- Source data -
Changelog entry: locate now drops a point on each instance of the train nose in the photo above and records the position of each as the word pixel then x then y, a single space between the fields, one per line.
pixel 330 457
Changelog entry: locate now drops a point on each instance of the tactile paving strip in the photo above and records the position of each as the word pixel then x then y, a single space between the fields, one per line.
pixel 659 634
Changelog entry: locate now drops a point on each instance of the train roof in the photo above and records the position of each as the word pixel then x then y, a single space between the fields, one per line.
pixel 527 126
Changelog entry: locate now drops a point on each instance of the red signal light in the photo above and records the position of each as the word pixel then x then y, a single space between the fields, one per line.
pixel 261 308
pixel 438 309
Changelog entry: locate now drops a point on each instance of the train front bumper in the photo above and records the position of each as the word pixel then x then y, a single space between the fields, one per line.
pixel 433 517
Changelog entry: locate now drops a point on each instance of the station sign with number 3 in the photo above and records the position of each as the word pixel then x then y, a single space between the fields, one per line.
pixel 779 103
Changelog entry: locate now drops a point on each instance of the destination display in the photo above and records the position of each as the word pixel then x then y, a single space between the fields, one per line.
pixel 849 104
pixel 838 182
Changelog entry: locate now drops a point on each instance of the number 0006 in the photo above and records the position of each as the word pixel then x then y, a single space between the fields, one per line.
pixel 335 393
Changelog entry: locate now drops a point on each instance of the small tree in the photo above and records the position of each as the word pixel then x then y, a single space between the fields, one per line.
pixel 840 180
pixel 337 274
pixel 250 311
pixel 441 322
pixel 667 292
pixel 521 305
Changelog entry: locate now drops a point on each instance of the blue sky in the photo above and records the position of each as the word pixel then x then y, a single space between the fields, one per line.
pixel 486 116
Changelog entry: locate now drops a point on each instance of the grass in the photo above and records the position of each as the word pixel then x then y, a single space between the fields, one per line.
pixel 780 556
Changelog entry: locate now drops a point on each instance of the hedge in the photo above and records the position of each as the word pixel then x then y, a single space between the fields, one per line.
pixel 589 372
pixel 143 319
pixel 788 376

- What you need to do -
Copy every line that appears above, with each word kept as it is.

- Reply to the task -
Changelog entry: locate now drops a point on each instance of the train nose in the photo above and records the position of each as the word pixel then x then y, a single space between the fields, one per line.
pixel 330 457
Changelog entry: locate now drops a point on each instance of the tactile paving strip in the photo above and records the position of each as the word pixel then x then y, a single space between the fields, one per line.
pixel 659 634
Changelog entry: locate now drops a point on each instance of the train roof in the photo above and records the position of each as the word pixel then x then y, a single space between the fields, one per line.
pixel 527 126
Changelog entry: locate now drops a point on each instance of the red signal light in the photo above and records the position of each as the word pixel then x then y, a single space between the fields, one per line.
pixel 261 308
pixel 438 309
Changelog entry: locate now drops a point on each instance of the train front bumper in the photo above and records the position of each as the word pixel then x then y, a single space between the fields, one per line.
pixel 433 517
Changelog entry: locate now drops a point on each instance of the station sign with number 3 in the photo above and records the position of each as the word pixel then x then y, a single space between the fields, one per line.
pixel 779 103
Changelog entry: locate now drops a point on each instance of the destination display in the photo above and records the position of each as the word pixel then x then y, a single space between the fields, one per line.
pixel 849 104
pixel 838 182
Changelog entry: locate now drops a point on each instance of the number 0006 in the photo above and records the position of each as the word pixel then x then y, a single space between the fields, one per line.
pixel 335 393
Changelog entry: locate now drops a point on each instance of the small tree in the photo above and records the position of each as the word pixel then x then y, a single space between the fields, one per line.
pixel 840 180
pixel 337 274
pixel 250 311
pixel 441 322
pixel 667 292
pixel 521 305
Changelog entry: locate now drops a point on each instance of the blue sky in the photo above and records the position of each as the word pixel then x then y, a single space between the fields, one per line.
pixel 486 116
Changelog entry: locate now drops a point on each instance of the grass in the photo above and records the position of each as the word pixel then x then y, a single space between the fields, one per line.
pixel 780 556
Changelog entry: locate now drops a point on each instance of the hedge in the photo above and records the position of each as the word pixel then x then y, a single space between the fields, one per line.
pixel 589 372
pixel 143 319
pixel 788 376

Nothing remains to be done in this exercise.